**** SOURCE RECORDS ****

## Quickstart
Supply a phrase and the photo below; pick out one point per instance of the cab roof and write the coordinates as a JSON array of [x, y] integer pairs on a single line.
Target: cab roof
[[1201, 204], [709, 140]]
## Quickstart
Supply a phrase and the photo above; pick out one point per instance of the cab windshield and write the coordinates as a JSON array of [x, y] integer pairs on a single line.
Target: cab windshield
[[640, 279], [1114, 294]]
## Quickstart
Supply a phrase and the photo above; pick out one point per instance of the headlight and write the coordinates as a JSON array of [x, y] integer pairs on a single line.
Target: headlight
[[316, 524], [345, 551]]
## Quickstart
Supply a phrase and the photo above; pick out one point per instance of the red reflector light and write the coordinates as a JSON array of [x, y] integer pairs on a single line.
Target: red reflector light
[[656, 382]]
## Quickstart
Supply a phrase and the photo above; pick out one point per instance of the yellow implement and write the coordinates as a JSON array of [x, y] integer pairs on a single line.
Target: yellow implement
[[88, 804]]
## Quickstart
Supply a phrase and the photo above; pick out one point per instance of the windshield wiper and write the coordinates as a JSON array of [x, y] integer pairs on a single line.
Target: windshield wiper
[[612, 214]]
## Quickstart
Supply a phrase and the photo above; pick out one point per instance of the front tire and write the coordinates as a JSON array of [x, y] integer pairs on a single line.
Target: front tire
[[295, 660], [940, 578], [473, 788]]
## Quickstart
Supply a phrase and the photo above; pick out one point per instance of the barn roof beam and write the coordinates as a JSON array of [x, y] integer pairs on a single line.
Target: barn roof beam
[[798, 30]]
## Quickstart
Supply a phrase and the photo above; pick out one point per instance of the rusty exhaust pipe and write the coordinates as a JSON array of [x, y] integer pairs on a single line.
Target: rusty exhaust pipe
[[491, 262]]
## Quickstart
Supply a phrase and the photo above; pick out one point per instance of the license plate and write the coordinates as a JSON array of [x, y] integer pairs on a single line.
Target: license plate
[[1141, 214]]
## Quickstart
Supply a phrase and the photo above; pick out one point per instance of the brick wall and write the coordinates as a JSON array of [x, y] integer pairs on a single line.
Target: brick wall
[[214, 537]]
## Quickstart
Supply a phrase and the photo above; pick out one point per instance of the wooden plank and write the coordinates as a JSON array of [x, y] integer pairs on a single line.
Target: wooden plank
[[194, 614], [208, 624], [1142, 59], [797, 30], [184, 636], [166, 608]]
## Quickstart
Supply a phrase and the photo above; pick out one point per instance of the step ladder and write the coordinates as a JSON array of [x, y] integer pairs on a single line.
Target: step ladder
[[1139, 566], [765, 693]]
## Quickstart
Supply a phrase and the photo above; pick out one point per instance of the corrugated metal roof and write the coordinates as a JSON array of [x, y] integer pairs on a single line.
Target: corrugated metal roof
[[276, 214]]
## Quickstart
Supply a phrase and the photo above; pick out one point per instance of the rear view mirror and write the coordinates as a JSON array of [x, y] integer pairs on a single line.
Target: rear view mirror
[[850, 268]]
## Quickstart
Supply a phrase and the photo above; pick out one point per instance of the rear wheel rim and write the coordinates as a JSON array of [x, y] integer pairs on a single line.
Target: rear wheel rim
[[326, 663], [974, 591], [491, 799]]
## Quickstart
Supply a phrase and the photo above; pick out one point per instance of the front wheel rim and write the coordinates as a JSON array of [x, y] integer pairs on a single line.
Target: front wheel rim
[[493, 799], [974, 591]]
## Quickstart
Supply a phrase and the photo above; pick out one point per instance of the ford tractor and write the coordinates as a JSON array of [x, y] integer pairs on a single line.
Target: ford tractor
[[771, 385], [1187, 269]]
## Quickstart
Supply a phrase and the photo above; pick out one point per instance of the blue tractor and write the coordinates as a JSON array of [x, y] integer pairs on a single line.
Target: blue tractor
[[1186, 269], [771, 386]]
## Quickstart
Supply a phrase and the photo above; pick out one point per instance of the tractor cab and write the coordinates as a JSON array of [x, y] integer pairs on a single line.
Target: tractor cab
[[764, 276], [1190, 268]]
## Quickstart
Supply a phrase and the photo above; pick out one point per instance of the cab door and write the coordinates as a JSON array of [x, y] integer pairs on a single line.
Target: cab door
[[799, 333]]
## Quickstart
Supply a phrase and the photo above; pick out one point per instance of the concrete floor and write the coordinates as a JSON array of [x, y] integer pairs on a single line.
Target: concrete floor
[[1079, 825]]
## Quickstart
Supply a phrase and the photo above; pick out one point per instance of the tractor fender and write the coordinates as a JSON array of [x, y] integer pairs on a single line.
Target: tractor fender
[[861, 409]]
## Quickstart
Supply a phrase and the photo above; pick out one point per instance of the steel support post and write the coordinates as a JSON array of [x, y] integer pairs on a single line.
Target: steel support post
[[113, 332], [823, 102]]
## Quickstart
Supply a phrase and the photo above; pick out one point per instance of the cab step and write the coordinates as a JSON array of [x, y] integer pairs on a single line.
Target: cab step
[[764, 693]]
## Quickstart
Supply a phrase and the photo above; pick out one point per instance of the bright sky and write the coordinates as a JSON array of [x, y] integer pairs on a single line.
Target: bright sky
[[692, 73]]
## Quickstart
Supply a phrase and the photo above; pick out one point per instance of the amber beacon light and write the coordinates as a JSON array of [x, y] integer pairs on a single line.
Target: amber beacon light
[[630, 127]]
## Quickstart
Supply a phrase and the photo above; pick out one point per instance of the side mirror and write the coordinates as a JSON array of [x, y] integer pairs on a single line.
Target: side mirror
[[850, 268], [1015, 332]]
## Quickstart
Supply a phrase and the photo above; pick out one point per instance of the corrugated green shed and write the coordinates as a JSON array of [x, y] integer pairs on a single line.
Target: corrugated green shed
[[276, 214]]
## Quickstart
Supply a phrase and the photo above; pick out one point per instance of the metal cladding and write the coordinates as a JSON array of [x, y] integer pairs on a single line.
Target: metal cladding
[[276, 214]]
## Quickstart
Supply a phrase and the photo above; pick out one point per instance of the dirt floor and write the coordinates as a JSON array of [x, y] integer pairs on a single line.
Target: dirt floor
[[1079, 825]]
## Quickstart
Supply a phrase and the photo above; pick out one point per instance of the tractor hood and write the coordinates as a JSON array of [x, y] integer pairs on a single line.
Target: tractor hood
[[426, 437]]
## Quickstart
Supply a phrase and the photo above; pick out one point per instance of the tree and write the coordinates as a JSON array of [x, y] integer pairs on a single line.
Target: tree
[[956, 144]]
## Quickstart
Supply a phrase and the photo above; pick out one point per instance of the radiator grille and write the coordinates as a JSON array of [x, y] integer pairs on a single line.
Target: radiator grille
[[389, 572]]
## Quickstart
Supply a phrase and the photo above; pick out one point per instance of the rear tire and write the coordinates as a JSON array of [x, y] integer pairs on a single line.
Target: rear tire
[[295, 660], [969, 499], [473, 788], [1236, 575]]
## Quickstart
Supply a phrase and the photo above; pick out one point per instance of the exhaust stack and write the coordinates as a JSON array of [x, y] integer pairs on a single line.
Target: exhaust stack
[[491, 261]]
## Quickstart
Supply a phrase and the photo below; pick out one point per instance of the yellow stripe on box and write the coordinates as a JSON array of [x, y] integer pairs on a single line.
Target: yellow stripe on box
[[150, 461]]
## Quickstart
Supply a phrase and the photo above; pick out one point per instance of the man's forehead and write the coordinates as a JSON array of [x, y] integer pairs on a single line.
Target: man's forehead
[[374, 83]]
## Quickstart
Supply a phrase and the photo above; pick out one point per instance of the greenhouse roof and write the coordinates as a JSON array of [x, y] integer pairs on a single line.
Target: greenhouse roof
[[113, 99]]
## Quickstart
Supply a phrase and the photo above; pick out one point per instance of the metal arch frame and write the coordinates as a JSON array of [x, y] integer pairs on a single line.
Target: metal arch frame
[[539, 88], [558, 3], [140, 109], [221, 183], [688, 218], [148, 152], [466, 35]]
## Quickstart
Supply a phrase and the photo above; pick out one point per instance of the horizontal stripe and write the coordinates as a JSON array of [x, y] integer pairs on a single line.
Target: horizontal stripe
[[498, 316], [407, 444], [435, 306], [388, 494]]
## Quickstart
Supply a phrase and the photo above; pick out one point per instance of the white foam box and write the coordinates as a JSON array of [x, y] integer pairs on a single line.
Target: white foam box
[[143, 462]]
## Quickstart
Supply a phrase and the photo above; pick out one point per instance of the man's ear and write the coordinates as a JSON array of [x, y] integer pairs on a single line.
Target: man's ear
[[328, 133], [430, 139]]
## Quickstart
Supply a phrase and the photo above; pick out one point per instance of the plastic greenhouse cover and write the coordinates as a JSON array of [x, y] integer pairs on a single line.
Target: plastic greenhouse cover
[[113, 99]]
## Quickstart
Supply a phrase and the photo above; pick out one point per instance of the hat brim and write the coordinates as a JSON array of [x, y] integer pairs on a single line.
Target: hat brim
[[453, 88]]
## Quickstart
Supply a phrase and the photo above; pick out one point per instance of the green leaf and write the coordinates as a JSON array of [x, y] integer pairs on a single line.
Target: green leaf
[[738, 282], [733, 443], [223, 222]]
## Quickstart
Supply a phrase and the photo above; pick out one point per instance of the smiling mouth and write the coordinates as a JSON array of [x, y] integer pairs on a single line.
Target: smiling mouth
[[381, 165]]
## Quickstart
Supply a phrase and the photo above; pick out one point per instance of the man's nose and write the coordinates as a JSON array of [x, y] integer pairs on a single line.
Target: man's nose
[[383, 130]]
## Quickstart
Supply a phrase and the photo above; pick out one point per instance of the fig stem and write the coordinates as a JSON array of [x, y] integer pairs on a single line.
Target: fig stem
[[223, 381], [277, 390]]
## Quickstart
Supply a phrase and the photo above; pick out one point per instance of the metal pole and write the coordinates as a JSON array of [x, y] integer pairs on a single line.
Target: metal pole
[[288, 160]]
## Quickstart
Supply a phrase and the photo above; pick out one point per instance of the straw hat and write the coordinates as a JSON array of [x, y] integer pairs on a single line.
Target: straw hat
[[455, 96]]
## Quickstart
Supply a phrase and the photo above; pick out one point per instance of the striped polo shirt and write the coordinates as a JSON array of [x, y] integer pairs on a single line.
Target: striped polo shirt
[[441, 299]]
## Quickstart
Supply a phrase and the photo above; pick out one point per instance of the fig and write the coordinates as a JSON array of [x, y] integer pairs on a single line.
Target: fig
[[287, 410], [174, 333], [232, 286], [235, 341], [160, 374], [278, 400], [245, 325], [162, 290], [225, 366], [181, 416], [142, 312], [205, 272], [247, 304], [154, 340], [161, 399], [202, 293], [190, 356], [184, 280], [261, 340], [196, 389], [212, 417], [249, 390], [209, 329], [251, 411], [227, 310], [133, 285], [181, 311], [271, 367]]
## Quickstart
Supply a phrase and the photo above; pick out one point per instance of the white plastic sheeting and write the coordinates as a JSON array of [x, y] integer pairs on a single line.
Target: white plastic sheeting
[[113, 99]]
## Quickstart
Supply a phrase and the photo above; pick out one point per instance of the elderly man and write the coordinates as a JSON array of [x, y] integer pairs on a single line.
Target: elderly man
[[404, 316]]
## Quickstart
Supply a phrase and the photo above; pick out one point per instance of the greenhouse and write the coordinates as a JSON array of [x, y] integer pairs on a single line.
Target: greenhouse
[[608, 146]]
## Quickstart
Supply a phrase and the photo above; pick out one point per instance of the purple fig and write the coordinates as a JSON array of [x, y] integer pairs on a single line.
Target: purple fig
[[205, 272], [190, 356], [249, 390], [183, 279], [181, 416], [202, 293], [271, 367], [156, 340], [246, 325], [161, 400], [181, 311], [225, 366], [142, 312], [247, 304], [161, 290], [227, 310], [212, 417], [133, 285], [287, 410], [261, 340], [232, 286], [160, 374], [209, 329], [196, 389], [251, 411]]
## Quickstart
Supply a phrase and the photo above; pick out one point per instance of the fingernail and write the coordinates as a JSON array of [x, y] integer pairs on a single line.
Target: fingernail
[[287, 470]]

****

# [WHAT THE TASK ASKS]
Lines of the material in which the word "below" occurs are to be copied out.

# [WRITTEN RESPONSE]
Supply a phrase and the photo below; pick out one point per instance of the cab roof and write the coordinates as a JSON array of [x, y] integer pairs on a single line.
Supply a phrase and the photo below; pick out one point per instance of the yellow stripe on box and write the coordinates as a JSON array of [x, y] integer pairs on a single line.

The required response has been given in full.